Stored data entries
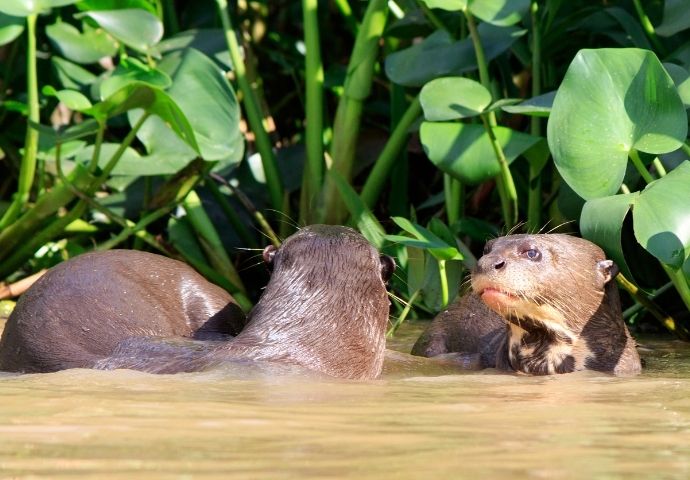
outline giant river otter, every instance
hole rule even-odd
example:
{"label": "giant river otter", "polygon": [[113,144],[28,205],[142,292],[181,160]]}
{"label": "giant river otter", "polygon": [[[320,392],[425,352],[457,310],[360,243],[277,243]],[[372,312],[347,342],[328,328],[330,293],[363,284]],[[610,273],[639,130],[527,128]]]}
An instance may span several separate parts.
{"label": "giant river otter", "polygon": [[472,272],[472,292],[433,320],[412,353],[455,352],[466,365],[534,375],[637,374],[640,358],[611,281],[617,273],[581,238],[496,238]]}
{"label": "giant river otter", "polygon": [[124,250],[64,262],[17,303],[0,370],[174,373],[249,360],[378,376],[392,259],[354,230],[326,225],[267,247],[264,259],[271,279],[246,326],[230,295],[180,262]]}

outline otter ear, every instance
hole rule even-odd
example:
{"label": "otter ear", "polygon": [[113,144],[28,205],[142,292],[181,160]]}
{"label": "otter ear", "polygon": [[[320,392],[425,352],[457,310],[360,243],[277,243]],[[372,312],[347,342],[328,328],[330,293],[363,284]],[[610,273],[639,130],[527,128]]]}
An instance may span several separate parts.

The problem> Your task is to set down the records shown above exactly, minus any pictures.

Task output>
outline giant river otter, every instance
hole rule even-odd
example:
{"label": "giant river otter", "polygon": [[113,144],[28,205],[142,292],[181,160]]}
{"label": "giant river otter", "polygon": [[[320,392],[425,352],[457,310],[360,243],[277,243]],[[372,312],[347,342],[328,328],[330,293],[363,284]],[[610,273],[639,130],[527,128]]]}
An instance may span several separate parts.
{"label": "giant river otter", "polygon": [[472,272],[472,292],[433,320],[412,353],[455,352],[466,365],[534,375],[637,374],[640,358],[611,281],[617,273],[581,238],[496,238]]}
{"label": "giant river otter", "polygon": [[124,250],[64,262],[17,303],[0,370],[174,373],[249,360],[378,376],[392,259],[354,230],[326,225],[267,247],[264,259],[271,279],[246,326],[230,295],[180,262]]}

outline otter ear, every instance
hole rule even-odd
example:
{"label": "otter ear", "polygon": [[113,144],[28,205],[142,292],[181,160]]}
{"label": "otter ear", "polygon": [[[320,392],[425,352],[457,310],[360,243],[277,243]],[[372,312],[347,342],[328,328],[330,293],[363,284]],[[610,273],[639,130],[527,128]]]}
An instance may span several separate parts.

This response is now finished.